(WHAT IS EXPECTED):
Restate the entire listing word for word.

(MATERIAL FOR THE TASK):
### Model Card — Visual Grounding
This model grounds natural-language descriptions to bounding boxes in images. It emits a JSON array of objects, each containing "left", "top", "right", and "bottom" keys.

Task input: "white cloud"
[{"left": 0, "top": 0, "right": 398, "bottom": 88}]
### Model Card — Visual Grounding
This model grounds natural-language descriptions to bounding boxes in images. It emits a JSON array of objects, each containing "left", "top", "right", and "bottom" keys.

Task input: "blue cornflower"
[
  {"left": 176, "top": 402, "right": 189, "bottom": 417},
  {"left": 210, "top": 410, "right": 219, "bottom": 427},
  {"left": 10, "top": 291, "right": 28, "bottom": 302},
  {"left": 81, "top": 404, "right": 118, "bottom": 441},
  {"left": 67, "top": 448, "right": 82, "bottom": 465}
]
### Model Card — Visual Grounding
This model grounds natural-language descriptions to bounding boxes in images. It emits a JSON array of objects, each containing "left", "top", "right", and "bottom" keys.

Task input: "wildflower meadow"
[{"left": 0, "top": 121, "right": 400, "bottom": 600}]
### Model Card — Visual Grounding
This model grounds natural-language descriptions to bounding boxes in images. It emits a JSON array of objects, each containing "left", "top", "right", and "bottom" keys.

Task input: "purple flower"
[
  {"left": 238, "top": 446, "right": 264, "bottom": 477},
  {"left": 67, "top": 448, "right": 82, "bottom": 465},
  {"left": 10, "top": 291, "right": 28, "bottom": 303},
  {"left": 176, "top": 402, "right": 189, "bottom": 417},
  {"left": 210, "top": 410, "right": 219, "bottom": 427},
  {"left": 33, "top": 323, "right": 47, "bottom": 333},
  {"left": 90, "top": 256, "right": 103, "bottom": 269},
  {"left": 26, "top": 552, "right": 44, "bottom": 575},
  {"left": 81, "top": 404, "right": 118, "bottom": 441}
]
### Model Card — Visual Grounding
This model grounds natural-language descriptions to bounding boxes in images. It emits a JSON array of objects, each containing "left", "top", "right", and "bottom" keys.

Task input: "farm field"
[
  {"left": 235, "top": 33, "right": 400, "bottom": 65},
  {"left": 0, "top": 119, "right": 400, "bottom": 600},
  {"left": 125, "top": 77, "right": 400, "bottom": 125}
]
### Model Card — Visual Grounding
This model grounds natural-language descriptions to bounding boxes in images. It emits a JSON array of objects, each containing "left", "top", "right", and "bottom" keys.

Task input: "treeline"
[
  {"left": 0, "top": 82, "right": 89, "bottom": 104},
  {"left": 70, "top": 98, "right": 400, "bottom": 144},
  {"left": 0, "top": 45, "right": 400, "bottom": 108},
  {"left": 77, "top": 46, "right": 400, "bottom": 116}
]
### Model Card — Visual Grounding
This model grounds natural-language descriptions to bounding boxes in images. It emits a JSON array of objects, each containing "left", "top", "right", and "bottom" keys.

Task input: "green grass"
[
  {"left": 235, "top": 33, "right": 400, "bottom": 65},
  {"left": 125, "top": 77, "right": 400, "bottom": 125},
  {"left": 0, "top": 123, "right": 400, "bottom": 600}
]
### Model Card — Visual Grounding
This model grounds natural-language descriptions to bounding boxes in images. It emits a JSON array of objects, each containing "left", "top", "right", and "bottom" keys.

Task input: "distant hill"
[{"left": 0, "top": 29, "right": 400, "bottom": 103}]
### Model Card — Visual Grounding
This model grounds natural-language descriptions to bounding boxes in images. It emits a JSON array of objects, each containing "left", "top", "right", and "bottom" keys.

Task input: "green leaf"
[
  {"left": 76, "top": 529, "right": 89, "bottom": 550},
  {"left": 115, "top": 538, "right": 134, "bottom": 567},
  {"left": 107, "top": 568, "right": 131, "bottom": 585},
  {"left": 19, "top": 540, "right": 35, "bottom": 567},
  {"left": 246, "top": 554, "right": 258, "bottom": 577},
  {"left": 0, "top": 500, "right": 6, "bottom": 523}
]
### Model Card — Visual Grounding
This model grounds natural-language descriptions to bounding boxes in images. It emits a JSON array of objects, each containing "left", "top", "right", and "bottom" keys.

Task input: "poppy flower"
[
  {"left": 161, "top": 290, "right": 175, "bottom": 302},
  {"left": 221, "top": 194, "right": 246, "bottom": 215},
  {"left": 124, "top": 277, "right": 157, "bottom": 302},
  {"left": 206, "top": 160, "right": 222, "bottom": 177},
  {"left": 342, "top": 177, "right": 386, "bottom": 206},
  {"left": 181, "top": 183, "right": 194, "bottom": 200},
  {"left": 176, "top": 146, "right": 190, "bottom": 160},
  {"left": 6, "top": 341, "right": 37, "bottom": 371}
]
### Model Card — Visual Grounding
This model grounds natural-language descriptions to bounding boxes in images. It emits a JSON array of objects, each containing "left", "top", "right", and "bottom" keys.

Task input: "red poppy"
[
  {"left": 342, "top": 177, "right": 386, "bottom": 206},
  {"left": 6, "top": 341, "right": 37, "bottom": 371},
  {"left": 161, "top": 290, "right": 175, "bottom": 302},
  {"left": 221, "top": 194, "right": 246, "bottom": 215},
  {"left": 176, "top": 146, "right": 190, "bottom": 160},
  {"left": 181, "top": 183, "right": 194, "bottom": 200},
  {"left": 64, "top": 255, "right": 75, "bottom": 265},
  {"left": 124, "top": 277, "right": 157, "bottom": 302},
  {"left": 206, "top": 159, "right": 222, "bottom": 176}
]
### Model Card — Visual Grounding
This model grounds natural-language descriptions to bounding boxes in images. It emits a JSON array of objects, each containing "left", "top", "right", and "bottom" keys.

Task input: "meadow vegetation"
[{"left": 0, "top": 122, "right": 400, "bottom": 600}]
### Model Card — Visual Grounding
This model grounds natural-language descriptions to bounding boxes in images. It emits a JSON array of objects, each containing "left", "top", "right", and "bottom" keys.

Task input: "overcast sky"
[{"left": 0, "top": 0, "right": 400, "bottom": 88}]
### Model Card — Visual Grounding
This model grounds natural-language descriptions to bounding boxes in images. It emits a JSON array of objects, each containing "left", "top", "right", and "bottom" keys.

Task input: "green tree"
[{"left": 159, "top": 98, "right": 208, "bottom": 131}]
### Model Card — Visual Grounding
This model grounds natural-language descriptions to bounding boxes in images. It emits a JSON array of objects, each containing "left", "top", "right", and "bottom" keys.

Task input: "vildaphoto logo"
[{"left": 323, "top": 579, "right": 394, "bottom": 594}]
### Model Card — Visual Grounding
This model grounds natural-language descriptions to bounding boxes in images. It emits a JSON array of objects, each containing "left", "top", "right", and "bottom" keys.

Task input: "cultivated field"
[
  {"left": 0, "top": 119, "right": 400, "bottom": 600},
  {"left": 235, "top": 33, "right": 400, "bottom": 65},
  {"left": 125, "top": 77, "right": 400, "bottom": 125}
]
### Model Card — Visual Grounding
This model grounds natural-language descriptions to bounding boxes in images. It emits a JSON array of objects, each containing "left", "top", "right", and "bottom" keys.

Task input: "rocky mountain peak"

(SOLVED EXERCISE):
### Model Card — Visual Grounding
This model grounds natural-language descriptions to bounding boxes in images. It emits a JSON array of objects, each containing "left", "top", "right", and "bottom" keys.

Task input: "white cloud"
[{"left": 0, "top": 0, "right": 398, "bottom": 88}]
### Model Card — Visual Grounding
This model grounds natural-language descriptions to bounding boxes in images. It emits a JSON array of objects, each containing "left", "top", "right", and "bottom" keys.

Task input: "blue cornflower"
[
  {"left": 176, "top": 402, "right": 189, "bottom": 417},
  {"left": 210, "top": 410, "right": 219, "bottom": 427},
  {"left": 10, "top": 291, "right": 28, "bottom": 302},
  {"left": 81, "top": 404, "right": 118, "bottom": 441},
  {"left": 67, "top": 448, "right": 82, "bottom": 465}
]
### Model Card — Visual Grounding
This model grounds natural-language descriptions to bounding boxes in images. It emits a JSON array of objects, each containing "left", "top", "right", and "bottom" keys.

Task input: "wildflower meadow"
[{"left": 0, "top": 121, "right": 400, "bottom": 600}]
### Model Card — Visual Grounding
This model grounds natural-language descriptions to bounding boxes in images. It emits a JSON array of objects, each containing "left", "top", "right", and "bottom" keys.

Task input: "purple flower"
[
  {"left": 238, "top": 446, "right": 264, "bottom": 477},
  {"left": 67, "top": 448, "right": 82, "bottom": 465},
  {"left": 10, "top": 291, "right": 28, "bottom": 303},
  {"left": 176, "top": 402, "right": 189, "bottom": 417},
  {"left": 210, "top": 410, "right": 219, "bottom": 427},
  {"left": 33, "top": 323, "right": 47, "bottom": 333},
  {"left": 90, "top": 256, "right": 103, "bottom": 269},
  {"left": 26, "top": 552, "right": 44, "bottom": 575},
  {"left": 81, "top": 404, "right": 118, "bottom": 441}
]
### Model Card — Visual Grounding
This model grounds natural-language descriptions to bounding boxes in images. It emits a JSON array of objects, each containing "left", "top", "right", and "bottom" keys.

Task input: "farm field"
[
  {"left": 235, "top": 33, "right": 400, "bottom": 65},
  {"left": 0, "top": 119, "right": 400, "bottom": 600},
  {"left": 125, "top": 77, "right": 400, "bottom": 125}
]
### Model Card — Visual Grounding
This model grounds natural-language descriptions to bounding boxes in images. It emits a JSON array of objects, each containing "left", "top", "right", and "bottom" keys.

Task input: "treeline"
[
  {"left": 0, "top": 82, "right": 89, "bottom": 104},
  {"left": 70, "top": 98, "right": 400, "bottom": 144},
  {"left": 0, "top": 45, "right": 400, "bottom": 108},
  {"left": 77, "top": 46, "right": 400, "bottom": 116}
]
### Model Card — Visual Grounding
This model grounds natural-language descriptions to bounding boxes in images. It emits a JSON array of objects, each containing "left", "top", "right", and "bottom" keys.

Task input: "green grass"
[
  {"left": 235, "top": 33, "right": 400, "bottom": 65},
  {"left": 125, "top": 77, "right": 400, "bottom": 125},
  {"left": 0, "top": 123, "right": 400, "bottom": 600}
]
### Model Card — Visual Grounding
This model grounds natural-language descriptions to bounding boxes in images. It emits a JSON array of objects, each containing "left", "top", "right", and "bottom" keys.

Task input: "distant hill"
[{"left": 0, "top": 29, "right": 400, "bottom": 103}]
### Model Card — Visual Grounding
This model grounds natural-language descriptions to bounding boxes in images. It emits a JSON array of objects, each containing "left", "top", "right", and "bottom" keys.

Task input: "green leaf"
[
  {"left": 76, "top": 529, "right": 89, "bottom": 550},
  {"left": 115, "top": 538, "right": 134, "bottom": 567},
  {"left": 107, "top": 568, "right": 131, "bottom": 585},
  {"left": 19, "top": 540, "right": 35, "bottom": 567},
  {"left": 246, "top": 554, "right": 258, "bottom": 577},
  {"left": 0, "top": 500, "right": 6, "bottom": 523}
]
### Model Card — Visual Grounding
This model grounds natural-language descriptions to bounding boxes in images. It emits a JSON array of objects, each containing "left", "top", "right", and "bottom" keys.

Task input: "poppy flower"
[
  {"left": 161, "top": 290, "right": 175, "bottom": 302},
  {"left": 221, "top": 194, "right": 246, "bottom": 215},
  {"left": 124, "top": 277, "right": 157, "bottom": 302},
  {"left": 206, "top": 160, "right": 222, "bottom": 177},
  {"left": 342, "top": 177, "right": 386, "bottom": 206},
  {"left": 181, "top": 183, "right": 194, "bottom": 200},
  {"left": 176, "top": 146, "right": 190, "bottom": 160},
  {"left": 6, "top": 341, "right": 37, "bottom": 371}
]
### Model Card — Visual Grounding
This model grounds natural-language descriptions to bounding boxes in images. It emits a JSON array of objects, each containing "left", "top", "right", and "bottom" keys.

Task input: "red poppy"
[
  {"left": 342, "top": 177, "right": 386, "bottom": 206},
  {"left": 6, "top": 341, "right": 37, "bottom": 371},
  {"left": 161, "top": 290, "right": 175, "bottom": 302},
  {"left": 221, "top": 194, "right": 246, "bottom": 215},
  {"left": 176, "top": 146, "right": 190, "bottom": 160},
  {"left": 181, "top": 183, "right": 194, "bottom": 200},
  {"left": 64, "top": 255, "right": 75, "bottom": 265},
  {"left": 124, "top": 277, "right": 157, "bottom": 302},
  {"left": 206, "top": 159, "right": 222, "bottom": 176}
]
### Model Card — Visual Grounding
This model grounds natural-language descriptions to bounding boxes in images. It emits a JSON array of objects, each containing "left", "top", "right", and "bottom" keys.

Task input: "meadow vegetation"
[{"left": 0, "top": 122, "right": 400, "bottom": 600}]
### Model Card — Visual Grounding
This model grounds natural-language descriptions to bounding boxes in images. It emits a JSON array of objects, each containing "left", "top", "right", and "bottom" keys.

Task input: "overcast sky"
[{"left": 0, "top": 0, "right": 400, "bottom": 88}]
### Model Card — Visual Grounding
This model grounds natural-language descriptions to bounding boxes in images. It emits a JSON array of objects, each containing "left", "top", "right", and "bottom" keys.

Task input: "green tree"
[{"left": 159, "top": 98, "right": 208, "bottom": 131}]
### Model Card — Visual Grounding
This model grounds natural-language descriptions to bounding boxes in images. It emits a JSON array of objects, each containing "left", "top", "right", and "bottom" keys.

Task input: "vildaphoto logo"
[{"left": 323, "top": 579, "right": 394, "bottom": 594}]
### Model Card — Visual Grounding
This model grounds natural-language descriptions to bounding boxes in images. It emits a JSON array of objects, each containing "left", "top", "right", and "bottom" keys.

Task input: "cultivated field"
[
  {"left": 0, "top": 119, "right": 400, "bottom": 600},
  {"left": 235, "top": 33, "right": 400, "bottom": 65},
  {"left": 125, "top": 77, "right": 400, "bottom": 125}
]
### Model Card — Visual Grounding
This model grounds natural-language descriptions to bounding boxes in images. It emits a JSON array of objects, each containing "left", "top", "right", and "bottom" keys.

Task input: "rocky mountain peak"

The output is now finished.